╭─ EXTRACT

A few loose threads crystallised for me at the Bethesda conference. Firstly, Alf Slonim gave a talk where he descrined a new sub-type of patient - onset of the disease in early infancy but without heart involvement. I remembered Rick Garrett telling me something about this at the Oxford conference he and his wife mary's son, Luke, was one of that sub-type. Rick had told me about someone called John Crowley who also had two children in that position. I remembered that when I was introduced to John at the Bethesda conference by, I think, Alf Slonim.
My heart went out to him. I thought he looked punch drunk, understandably enough. I remember him saying that he had been to a good school and had influential friends and would do his best to get them to help. Normally, this is the sort of talk that makes me want to slap someone about the head with a wet fish. However, I recognised John as a fellow member of a different sort of exclusive club - the Pompe parent club that no-one wanted to join but that we had been forced to. That counts for a lot with me.
I knew he had started up a new group called the Children's Pompe Foundation. My first reaction had been that this was a People's Front of Judea (warning: some swearing in that linked video)
In other words, an unnecessary diversion from the goal of ERT and a united patient community (the US seems prone to this kind of thing, for some reason). I was conscious though that the children in this newly described non-classical infantile 'sub-type' were not part of the initial clinical trial. Although it was absolutely logical (necessary, in fact) that this was the case, I knew that it was easier for me to accept. My child was gone; theirs needed help now.
I felt less forgiving though, when I read The Cure and found out that the Children's Pompe Foundation was actually a Potemkin village - a fake. John had realised that patient groups carried some weight, so he had simply invented one on the spur if the moment.
The reason patient groups carry weight is because they are the sum total of the collective hard work of the people who belong to them. Inventing one in an attempt to change the clinical trial criteria to help your own children might be, on a human level, understandable but is undoubtedly wrong. This is not just an instinctive British aversion to queue-jumpers on my part. Had the first clinical trials been changed to include a subset of children who would not have given clear results, the whole future of ERT might have been in jeopardy. It would not have been a victimless crime.
The Children's Pompe Foundation played no part whatsoever in the international patient community and soon disappeared as quickly as it had arrived. John Crowley however was to reappear in another guise.

╰─
╭─ INFORMATION PROVIDED

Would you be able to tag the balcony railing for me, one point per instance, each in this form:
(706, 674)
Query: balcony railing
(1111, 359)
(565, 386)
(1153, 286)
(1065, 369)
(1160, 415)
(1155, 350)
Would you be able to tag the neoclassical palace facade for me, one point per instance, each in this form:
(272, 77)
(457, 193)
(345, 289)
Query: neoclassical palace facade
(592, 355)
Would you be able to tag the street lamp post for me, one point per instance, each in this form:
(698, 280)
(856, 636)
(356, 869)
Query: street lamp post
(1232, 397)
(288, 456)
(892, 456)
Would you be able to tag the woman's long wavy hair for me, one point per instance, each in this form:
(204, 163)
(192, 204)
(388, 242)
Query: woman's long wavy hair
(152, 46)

╰─
╭─ INFORMATION PROVIDED

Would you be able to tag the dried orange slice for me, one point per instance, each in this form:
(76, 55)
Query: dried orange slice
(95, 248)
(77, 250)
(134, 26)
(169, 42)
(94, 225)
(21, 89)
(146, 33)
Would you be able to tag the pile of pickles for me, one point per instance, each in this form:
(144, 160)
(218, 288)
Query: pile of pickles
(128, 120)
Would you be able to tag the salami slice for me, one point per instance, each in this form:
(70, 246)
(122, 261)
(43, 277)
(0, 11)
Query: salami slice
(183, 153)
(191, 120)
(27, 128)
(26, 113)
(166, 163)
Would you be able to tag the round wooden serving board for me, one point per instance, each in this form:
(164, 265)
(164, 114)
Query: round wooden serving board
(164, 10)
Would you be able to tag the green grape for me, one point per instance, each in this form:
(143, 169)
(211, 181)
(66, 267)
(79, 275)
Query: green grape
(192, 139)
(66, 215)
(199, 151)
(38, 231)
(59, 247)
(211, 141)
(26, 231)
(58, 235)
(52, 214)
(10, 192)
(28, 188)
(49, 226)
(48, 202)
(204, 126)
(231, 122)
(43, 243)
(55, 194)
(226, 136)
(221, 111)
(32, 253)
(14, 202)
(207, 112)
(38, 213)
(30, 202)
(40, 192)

╰─
╭─ INFORMATION PROVIDED

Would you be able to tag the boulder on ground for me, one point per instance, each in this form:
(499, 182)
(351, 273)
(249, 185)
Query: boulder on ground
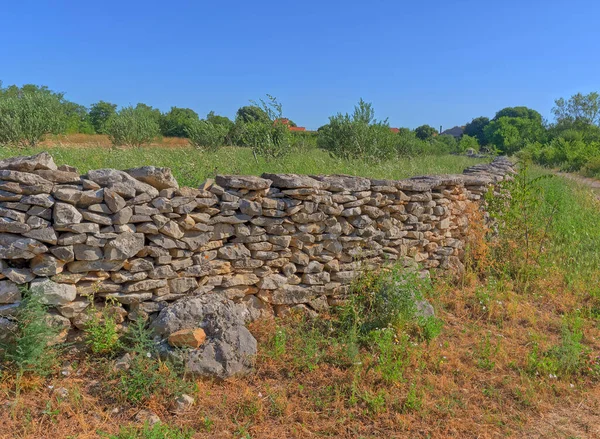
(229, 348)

╰─

WORK ORDER:
Quote the Pompe account above, starting with "My heart went" and going on through "that linked video)".

SOLUTION TO THIS EXERCISE:
My heart went out to him. I thought he looked punch drunk, understandably enough. I remember him saying that he had been to a good school and had influential friends and would do his best to get them to help. Normally, this is the sort of talk that makes me want to slap someone about the head with a wet fish. However, I recognised John as a fellow member of a different sort of exclusive club - the Pompe parent club that no-one wanted to join but that we had been forced to. That counts for a lot with me.
I knew he had started up a new group called the Children's Pompe Foundation. My first reaction had been that this was a People's Front of Judea (warning: some swearing in that linked video)